### TASK OBJECTIVE
Pull out every line of the records below that contains the word "black", copying each line in full. Matching is case-sensitive.

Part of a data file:
----------------
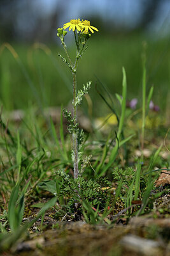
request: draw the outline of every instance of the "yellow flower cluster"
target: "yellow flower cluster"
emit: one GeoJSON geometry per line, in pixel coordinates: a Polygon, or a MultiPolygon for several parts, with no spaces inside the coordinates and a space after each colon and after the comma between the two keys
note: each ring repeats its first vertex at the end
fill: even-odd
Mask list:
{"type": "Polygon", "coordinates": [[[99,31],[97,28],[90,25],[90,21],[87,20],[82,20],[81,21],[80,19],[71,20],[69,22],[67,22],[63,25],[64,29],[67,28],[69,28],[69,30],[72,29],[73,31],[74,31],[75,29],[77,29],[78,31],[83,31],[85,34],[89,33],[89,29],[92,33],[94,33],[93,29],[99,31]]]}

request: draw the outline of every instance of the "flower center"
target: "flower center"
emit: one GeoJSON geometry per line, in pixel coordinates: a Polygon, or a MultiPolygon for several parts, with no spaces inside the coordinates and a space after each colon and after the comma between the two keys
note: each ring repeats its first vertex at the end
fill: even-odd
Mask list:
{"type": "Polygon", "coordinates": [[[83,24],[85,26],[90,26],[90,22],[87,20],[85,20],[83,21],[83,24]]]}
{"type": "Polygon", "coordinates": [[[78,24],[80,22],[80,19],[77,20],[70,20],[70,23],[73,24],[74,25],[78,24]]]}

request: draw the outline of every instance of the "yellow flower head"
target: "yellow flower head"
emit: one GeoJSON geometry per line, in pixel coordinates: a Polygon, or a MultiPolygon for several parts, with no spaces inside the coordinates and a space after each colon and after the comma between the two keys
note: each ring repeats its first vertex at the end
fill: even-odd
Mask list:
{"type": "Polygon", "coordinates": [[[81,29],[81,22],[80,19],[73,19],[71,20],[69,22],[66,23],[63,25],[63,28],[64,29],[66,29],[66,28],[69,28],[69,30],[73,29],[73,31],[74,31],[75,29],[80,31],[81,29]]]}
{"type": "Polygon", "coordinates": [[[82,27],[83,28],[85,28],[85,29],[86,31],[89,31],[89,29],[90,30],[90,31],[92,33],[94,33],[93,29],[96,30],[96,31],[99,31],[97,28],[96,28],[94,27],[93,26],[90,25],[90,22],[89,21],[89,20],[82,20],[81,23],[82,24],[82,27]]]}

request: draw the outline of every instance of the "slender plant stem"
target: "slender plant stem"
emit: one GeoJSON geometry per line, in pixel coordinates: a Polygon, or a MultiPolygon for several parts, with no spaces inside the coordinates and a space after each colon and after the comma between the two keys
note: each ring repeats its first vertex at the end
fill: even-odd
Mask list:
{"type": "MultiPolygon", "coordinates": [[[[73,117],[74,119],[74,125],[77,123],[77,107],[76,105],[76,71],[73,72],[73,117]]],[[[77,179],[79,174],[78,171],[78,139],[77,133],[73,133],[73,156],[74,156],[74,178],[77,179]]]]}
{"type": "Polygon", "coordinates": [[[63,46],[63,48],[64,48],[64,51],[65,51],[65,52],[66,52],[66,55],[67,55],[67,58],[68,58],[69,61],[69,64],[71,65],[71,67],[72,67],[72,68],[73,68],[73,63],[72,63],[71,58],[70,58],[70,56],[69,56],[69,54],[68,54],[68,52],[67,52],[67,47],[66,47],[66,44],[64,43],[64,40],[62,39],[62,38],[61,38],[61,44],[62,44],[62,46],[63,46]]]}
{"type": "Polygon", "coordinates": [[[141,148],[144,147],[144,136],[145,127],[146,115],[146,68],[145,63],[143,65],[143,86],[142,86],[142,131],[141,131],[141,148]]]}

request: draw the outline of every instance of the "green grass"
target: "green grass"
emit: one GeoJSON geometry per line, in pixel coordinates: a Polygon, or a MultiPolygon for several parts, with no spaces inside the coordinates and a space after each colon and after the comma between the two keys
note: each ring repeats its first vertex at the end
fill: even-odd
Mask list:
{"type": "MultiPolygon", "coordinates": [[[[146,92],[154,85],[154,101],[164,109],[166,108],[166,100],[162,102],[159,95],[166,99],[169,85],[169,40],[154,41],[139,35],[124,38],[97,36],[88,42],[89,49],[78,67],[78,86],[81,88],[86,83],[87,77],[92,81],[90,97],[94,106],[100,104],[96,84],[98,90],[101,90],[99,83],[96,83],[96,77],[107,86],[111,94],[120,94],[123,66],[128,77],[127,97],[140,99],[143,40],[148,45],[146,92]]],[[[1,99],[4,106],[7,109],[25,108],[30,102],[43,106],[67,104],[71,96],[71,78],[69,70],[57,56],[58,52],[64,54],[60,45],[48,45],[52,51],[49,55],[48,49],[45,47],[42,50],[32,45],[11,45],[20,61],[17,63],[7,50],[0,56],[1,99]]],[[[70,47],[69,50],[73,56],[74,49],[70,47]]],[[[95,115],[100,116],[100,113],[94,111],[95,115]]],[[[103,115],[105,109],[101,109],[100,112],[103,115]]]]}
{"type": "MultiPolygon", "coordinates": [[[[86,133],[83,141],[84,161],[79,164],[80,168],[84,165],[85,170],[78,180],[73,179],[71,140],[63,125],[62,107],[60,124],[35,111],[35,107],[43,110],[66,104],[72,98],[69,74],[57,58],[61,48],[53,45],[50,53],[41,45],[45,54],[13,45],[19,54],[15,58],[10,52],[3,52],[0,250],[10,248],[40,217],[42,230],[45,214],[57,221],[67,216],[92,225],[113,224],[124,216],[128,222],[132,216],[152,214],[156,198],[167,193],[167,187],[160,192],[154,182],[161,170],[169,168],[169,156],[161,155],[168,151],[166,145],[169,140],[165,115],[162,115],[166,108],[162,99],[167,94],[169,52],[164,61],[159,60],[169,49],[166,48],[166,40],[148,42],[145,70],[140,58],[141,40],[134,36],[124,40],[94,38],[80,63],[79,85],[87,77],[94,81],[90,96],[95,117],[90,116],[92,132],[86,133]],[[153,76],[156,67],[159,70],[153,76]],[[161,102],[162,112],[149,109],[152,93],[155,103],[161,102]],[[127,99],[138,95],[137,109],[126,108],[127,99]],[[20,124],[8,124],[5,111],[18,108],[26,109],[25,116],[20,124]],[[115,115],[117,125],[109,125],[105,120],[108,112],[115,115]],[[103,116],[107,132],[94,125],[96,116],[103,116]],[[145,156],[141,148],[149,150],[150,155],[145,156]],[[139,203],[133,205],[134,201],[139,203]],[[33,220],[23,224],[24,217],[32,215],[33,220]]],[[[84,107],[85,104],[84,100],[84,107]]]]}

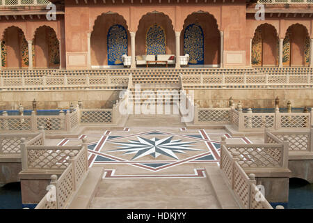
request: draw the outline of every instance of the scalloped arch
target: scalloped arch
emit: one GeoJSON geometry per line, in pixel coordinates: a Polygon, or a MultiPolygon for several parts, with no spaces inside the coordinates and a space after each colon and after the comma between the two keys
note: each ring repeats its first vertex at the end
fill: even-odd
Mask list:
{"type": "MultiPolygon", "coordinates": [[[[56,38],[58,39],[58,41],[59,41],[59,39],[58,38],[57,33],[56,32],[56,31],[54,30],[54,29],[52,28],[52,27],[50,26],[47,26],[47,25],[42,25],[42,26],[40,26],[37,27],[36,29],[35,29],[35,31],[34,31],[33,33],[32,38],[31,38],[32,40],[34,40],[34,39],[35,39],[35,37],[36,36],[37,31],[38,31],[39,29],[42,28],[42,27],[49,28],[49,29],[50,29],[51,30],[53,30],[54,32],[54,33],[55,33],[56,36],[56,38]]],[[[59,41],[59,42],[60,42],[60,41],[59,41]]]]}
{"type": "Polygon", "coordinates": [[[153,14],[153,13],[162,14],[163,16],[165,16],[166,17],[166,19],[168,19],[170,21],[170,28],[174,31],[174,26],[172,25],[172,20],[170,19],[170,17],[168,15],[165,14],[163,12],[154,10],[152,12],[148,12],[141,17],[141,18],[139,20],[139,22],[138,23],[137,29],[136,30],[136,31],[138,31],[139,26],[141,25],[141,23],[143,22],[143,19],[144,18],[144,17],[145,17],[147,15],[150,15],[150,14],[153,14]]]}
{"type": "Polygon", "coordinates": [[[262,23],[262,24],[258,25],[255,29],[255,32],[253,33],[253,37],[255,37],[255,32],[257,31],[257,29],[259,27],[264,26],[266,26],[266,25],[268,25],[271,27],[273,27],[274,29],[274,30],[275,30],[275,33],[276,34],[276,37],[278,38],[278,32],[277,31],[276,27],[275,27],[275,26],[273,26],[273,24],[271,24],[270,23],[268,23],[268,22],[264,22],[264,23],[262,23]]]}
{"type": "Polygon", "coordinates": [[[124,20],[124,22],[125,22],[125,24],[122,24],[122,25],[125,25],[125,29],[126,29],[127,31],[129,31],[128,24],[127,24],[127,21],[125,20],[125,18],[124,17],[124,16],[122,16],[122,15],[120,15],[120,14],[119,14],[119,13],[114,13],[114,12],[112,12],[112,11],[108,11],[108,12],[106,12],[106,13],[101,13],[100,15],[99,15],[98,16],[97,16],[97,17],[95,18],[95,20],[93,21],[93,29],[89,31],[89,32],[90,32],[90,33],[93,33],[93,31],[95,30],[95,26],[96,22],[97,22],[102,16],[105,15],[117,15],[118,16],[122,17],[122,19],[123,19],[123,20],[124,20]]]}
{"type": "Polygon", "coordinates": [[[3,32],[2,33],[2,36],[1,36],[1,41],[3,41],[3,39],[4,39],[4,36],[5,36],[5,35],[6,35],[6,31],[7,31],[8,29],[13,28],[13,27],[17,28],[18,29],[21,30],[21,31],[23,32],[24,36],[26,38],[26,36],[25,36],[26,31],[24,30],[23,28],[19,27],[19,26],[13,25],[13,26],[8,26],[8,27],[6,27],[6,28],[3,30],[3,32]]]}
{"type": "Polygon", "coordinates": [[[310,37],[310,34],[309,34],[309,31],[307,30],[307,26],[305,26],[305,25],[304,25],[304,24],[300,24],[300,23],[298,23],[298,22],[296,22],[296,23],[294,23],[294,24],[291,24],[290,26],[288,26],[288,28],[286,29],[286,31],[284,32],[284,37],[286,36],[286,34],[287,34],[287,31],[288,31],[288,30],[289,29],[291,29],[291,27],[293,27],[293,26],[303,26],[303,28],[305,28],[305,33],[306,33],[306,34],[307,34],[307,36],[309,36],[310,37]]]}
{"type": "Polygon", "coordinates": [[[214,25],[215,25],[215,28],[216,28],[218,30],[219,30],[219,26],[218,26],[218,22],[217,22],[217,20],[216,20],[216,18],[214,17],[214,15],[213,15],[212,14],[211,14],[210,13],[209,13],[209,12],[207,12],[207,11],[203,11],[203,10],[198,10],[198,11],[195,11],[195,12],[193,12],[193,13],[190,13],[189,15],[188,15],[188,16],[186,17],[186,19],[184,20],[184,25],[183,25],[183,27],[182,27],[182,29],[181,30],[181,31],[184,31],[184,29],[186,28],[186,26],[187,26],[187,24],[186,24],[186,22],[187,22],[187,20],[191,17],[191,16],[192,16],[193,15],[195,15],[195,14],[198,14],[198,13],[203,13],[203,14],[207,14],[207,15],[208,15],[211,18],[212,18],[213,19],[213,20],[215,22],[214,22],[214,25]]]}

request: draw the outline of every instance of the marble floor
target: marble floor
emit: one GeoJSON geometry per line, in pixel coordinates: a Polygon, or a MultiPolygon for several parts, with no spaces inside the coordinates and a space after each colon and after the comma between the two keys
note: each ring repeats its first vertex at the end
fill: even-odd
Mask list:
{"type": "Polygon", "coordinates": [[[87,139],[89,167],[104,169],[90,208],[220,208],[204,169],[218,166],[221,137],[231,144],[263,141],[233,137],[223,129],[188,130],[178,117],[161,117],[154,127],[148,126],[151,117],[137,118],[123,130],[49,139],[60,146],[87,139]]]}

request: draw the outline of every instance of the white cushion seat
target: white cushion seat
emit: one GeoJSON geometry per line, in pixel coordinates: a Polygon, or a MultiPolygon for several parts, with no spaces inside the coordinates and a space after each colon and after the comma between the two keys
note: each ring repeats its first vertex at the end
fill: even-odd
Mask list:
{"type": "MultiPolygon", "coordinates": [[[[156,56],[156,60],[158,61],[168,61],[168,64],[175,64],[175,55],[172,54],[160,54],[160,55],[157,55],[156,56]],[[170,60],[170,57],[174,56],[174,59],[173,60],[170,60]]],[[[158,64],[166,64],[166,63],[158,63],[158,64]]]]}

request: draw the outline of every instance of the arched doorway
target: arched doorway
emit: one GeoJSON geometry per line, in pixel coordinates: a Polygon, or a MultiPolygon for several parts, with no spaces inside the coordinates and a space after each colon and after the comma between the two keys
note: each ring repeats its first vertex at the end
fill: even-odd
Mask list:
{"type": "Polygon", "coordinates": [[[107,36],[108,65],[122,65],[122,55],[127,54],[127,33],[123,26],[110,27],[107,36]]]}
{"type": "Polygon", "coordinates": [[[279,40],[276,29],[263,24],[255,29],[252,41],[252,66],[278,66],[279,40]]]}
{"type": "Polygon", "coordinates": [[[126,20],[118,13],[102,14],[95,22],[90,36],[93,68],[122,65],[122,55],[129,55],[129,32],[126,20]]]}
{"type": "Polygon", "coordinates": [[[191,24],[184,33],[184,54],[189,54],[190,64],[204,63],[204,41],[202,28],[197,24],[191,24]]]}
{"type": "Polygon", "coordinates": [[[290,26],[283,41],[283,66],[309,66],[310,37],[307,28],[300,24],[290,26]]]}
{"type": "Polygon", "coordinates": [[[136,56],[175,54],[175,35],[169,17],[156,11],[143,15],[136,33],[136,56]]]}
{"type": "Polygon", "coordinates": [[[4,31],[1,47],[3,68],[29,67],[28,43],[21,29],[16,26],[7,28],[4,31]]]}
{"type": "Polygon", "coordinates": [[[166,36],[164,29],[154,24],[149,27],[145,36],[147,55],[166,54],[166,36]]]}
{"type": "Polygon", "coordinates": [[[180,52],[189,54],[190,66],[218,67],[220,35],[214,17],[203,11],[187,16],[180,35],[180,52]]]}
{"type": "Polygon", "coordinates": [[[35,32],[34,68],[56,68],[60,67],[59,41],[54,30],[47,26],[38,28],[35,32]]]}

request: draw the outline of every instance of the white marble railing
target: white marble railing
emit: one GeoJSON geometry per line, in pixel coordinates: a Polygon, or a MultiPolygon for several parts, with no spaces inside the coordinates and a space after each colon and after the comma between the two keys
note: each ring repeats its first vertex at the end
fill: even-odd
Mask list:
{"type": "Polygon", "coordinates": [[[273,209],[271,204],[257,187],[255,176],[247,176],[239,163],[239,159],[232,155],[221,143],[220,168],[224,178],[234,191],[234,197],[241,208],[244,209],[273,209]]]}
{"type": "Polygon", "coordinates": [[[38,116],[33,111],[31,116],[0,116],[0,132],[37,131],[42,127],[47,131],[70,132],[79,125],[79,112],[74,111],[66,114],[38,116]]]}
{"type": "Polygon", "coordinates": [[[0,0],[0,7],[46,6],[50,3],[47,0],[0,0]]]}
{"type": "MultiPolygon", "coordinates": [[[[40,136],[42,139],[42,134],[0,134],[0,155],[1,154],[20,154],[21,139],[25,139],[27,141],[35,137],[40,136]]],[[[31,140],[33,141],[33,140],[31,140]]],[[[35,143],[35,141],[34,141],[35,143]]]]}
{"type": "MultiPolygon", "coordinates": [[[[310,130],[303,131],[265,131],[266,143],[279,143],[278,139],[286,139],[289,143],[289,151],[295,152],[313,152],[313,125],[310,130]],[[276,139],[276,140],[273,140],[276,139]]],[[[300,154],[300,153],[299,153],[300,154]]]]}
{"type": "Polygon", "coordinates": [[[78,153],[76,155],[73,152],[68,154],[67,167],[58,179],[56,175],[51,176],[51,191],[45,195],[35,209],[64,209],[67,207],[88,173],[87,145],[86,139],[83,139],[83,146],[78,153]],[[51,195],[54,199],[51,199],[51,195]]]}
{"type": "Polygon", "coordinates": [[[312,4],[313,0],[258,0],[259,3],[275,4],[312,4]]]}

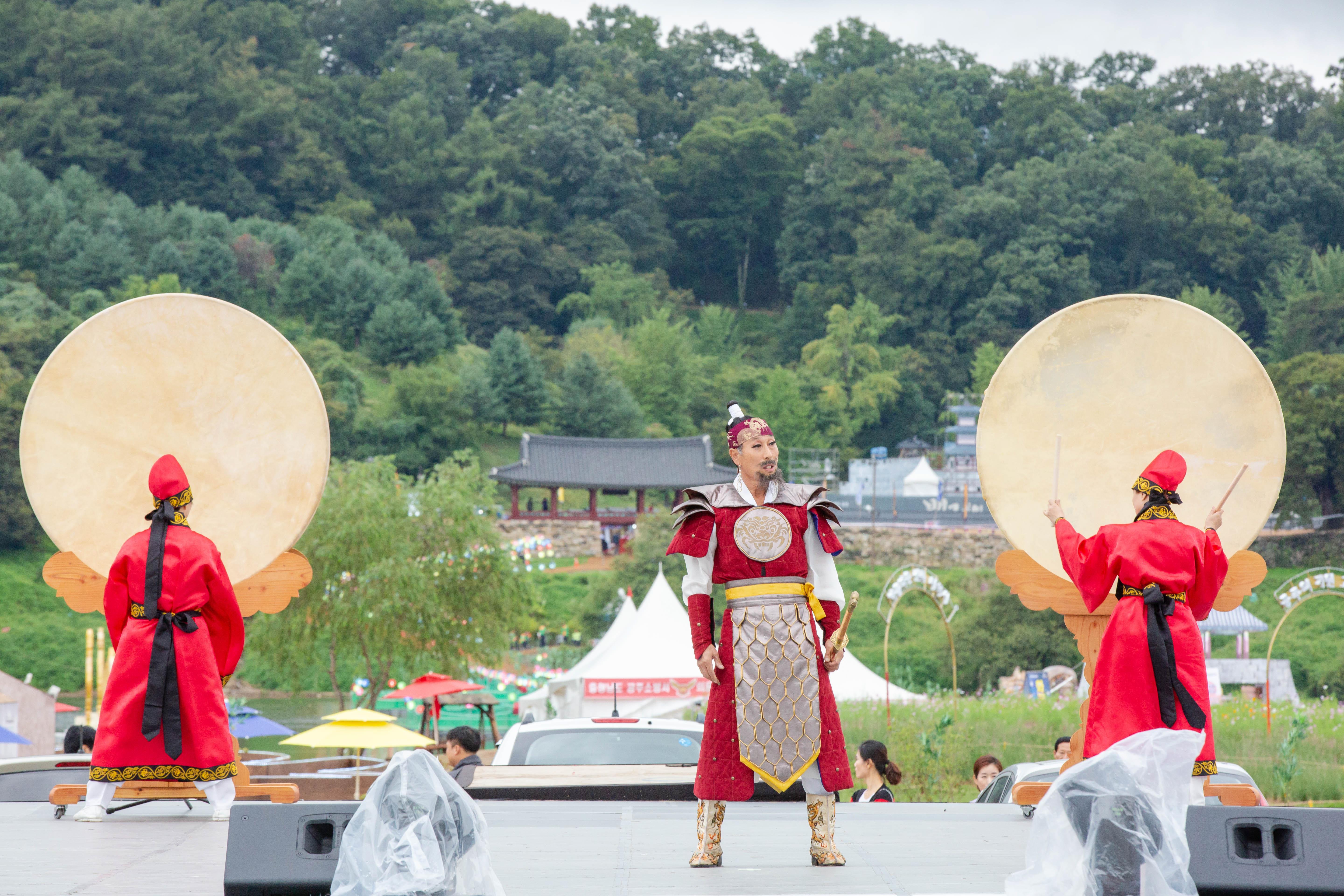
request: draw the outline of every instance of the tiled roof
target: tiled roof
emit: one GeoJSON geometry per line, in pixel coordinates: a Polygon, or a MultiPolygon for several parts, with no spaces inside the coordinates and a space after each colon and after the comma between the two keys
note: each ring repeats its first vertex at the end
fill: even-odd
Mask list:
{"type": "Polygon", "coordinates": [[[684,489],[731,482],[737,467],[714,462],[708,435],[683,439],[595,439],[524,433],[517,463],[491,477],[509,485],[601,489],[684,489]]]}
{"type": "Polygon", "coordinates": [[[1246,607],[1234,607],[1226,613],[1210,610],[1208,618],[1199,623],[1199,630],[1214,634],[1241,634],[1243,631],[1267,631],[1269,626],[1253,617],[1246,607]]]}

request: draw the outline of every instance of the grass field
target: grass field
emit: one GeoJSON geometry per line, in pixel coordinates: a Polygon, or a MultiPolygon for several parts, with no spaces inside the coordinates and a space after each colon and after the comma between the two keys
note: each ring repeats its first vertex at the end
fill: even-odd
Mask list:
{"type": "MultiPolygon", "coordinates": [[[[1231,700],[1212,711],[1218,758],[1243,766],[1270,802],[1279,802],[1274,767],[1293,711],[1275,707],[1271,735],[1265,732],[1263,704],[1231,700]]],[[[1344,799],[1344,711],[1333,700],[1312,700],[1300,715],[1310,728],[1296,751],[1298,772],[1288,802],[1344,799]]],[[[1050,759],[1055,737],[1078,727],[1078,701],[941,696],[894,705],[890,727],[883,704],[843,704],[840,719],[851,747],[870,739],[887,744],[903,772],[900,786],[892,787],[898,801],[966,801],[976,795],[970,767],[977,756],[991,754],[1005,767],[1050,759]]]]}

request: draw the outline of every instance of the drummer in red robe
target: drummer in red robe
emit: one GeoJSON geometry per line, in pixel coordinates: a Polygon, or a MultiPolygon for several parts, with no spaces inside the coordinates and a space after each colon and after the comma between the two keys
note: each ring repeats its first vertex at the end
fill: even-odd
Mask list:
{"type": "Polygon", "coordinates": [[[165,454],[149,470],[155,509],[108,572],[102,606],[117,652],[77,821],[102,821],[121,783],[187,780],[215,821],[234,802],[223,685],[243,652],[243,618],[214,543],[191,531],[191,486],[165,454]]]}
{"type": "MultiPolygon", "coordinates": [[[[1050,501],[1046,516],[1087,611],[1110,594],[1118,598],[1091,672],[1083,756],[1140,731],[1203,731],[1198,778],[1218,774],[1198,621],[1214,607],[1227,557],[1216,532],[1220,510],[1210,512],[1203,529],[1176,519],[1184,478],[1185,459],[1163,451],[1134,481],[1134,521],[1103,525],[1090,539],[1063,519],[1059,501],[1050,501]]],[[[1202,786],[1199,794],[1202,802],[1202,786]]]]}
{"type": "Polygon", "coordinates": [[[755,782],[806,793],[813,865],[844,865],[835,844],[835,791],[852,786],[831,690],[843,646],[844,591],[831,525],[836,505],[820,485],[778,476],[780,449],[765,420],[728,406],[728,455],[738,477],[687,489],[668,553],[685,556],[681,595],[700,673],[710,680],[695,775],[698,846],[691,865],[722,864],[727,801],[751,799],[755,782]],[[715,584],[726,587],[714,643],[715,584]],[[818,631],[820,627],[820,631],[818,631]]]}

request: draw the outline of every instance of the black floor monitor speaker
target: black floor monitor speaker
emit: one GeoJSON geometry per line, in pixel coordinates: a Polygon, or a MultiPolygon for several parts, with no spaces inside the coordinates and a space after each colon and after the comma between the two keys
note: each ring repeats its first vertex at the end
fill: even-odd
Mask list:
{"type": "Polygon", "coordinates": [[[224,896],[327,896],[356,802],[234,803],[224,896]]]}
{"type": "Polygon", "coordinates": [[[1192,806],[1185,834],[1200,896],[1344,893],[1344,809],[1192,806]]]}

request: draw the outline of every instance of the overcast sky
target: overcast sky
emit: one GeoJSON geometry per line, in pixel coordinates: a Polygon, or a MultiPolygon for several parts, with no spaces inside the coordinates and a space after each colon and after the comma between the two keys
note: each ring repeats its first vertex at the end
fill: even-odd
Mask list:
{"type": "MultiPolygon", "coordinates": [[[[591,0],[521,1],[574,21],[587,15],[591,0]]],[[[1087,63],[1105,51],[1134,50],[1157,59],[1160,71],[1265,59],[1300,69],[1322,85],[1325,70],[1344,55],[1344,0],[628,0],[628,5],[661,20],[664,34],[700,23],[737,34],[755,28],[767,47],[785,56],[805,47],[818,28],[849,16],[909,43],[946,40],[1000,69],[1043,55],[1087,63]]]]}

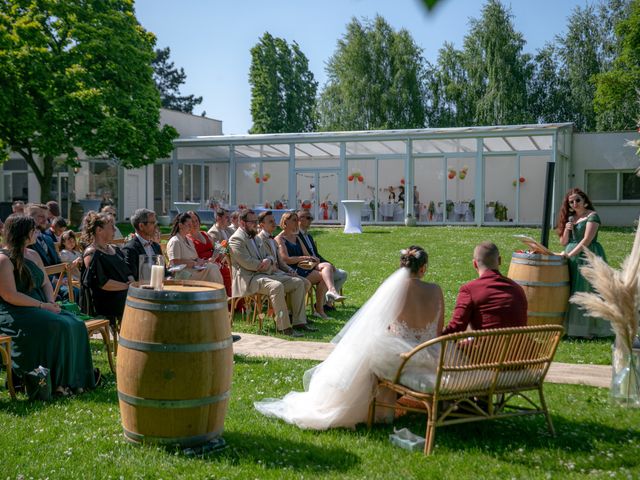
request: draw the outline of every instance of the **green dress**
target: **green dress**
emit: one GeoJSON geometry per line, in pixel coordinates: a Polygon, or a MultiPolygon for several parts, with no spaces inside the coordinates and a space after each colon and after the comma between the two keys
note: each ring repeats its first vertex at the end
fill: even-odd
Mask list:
----------------
### REPLY
request: draw the outline of every instance of the black floor monitor speaker
target: black floor monitor speaker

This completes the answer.